**PARTS OF THE EXERCISE:**
1. Translate this sentence from the article on pre-hospital emergency care into Spanish: "In Sri Lanka, trauma is the number one cause of hospital admission and the 9th-10th cause of death, it is learnt."
2. Carry on the article about pre-hospital emergency care from its last sentence.
DOCUMENT SEGMENT: Begin
Arriving in an ambulance stocked with essential and standard equipment for pre-hospital emergency rescue and transportation including oxygen, bandages, cervical collars, backboards and splints, Asanka and his team quickly strap a vacuum splint on her arm and take her to hospital.

Explaining the colour-coded tags they put around the wrists of accident victims, Asanka says red would indicate that the patient is seriously injured and needs immediate attention as well as immediate transfer to a hospital, yellow that though he/she is injured, the patient can respond to questions but cannot walk and green that they can respond as well as walk to the vehicle to be taken to hospital. Black, sadly, would indicate death.

The leading cause of death worldwide for men, women and children in the age-range five to 44 years is from trauma and up to an estimated 30% of trauma deaths could be prevented with adequate pre-hospital care. The severity of long-term disability could also be dramatically reduced by simply arresting bleeding, splinting fractures, securing the cervical spine, and preventing hypoxia (reduced amounts of oxygen reaching body tissues) by maintaining an open airway. Pre-hospital management of emergencies is the important starting point in the ‘Chain of Survival’, The Sunday Times understands.

In Sri Lanka, trauma is the number one cause of hospital admission and the 9th-10th cause of death, it is learnt.

Usually what happens in Sri Lanka is that as soon as an accident takes place, well-meaning helpers gather round, pull out the victims in whatever way they can, double them up and pack them into the nearest trishaw and send them to hospital. This could often cause secondary injury, in addition to the primary injury, an example being a leg fracture which should be splinted before the patient is moved. If such basic measures are not taken irreparable damage could be caused to nerves and blood vessels.
DOCUMENT SEGMENT: End
DATASET EXTRACT: Begin
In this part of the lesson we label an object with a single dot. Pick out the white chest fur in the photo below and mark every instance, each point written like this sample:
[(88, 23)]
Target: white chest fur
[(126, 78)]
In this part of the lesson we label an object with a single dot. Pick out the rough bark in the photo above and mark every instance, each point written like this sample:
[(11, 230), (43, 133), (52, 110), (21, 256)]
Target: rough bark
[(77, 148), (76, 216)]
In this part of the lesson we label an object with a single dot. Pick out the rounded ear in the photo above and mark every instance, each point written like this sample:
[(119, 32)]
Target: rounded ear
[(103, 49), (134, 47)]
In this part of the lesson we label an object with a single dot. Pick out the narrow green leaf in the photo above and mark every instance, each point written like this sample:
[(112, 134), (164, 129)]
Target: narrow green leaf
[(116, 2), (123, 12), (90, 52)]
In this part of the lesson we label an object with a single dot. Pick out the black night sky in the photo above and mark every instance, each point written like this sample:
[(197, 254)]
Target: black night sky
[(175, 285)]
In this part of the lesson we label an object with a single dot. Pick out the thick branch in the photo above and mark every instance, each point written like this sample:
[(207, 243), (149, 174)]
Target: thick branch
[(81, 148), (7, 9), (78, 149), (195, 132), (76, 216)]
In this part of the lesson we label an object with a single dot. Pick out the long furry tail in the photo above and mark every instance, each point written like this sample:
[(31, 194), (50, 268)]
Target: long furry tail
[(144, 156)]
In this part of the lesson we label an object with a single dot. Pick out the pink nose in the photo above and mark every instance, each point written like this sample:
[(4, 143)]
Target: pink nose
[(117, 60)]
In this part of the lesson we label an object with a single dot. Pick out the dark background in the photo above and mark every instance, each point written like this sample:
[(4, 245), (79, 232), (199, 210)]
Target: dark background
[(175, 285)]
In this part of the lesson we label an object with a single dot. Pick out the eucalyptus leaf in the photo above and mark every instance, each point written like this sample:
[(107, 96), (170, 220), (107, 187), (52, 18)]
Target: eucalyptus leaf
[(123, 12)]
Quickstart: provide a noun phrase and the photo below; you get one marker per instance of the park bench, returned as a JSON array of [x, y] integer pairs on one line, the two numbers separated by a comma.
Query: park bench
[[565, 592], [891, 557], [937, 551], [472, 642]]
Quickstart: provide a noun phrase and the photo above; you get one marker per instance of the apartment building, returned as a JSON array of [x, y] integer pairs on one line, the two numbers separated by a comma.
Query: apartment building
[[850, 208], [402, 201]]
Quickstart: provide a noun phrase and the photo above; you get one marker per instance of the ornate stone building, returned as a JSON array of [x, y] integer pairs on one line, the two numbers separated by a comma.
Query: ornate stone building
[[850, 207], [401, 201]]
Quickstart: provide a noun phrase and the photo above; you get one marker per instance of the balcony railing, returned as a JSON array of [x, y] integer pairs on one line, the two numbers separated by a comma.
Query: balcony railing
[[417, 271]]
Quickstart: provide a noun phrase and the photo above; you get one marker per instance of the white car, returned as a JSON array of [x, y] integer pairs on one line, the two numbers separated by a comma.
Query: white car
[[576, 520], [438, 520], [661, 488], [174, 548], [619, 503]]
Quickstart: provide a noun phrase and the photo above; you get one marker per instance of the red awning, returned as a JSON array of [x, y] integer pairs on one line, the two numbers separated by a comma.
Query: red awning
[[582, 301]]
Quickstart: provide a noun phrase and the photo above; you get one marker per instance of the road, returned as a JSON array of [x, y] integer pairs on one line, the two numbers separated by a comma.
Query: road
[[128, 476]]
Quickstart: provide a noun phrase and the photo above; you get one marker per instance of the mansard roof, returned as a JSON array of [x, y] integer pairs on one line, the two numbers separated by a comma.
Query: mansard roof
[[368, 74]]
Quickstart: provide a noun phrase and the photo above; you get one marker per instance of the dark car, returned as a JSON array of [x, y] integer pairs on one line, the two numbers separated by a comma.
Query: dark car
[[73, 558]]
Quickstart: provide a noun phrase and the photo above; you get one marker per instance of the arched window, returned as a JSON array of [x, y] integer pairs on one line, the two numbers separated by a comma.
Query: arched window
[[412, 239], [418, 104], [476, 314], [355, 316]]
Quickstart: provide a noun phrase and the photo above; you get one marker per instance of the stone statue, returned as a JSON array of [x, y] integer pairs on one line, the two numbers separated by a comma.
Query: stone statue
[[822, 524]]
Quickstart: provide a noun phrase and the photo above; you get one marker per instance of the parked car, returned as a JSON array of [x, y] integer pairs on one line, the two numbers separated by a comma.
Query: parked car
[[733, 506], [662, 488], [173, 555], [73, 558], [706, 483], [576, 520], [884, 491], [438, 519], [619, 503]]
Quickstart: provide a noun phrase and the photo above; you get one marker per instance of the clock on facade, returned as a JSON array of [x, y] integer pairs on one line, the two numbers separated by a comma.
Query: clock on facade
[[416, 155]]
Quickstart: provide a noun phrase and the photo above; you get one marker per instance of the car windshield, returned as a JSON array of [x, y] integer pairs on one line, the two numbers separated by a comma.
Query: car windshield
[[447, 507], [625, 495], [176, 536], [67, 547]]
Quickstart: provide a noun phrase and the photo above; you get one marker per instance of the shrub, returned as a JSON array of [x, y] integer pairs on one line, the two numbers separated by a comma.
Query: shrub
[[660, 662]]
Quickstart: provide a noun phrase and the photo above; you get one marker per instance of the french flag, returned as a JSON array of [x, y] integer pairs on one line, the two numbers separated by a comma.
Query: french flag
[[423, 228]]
DATASET EXTRACT: End
**OUTPUTS IN ORDER:**
1. En Sri Lanka, los traumatismos son la primera causa de ingreso hospitalario y entre la novena y la décima causa de muerte, según se ha sabido.

2.
“Hopefully, this would change now. At least it is gradually happening in Colombo,” says Dr. Pradeep Kariyawasam Chief Medical Officer of the Colombo Municipal Council under which comes the Fire Brigade.

Dr. Kariyawasam along with National Hospital Director Dr. Hector Weerasinghe, Accident Service Director Dr. Anil Jasinghe and Consultant Anaesthetist Dr. Shirani Hapuarachchi, with the support of a host of others both locally and abroad, masterminded the plan for pre-hospital management of emergencies in Colombo.

Emergency Medical Services or pre-hospital care is an acute social need with rapid urbanization, says Dr. Jasinghe.

The foreign groups that have supported this initiative are SweRoad, a Swedish organization, Johanniter International Assistant-Germany, a British group and Medical Teams International of America, according to Dr. Kariyawasam.

Sri Lanka with its commendable state hospital services all over the country needs a pre-hospital care programme to give victims of trauma a chance of survival, like in countries such as Singapore, the Philippines and even the state of Hyderabad in India.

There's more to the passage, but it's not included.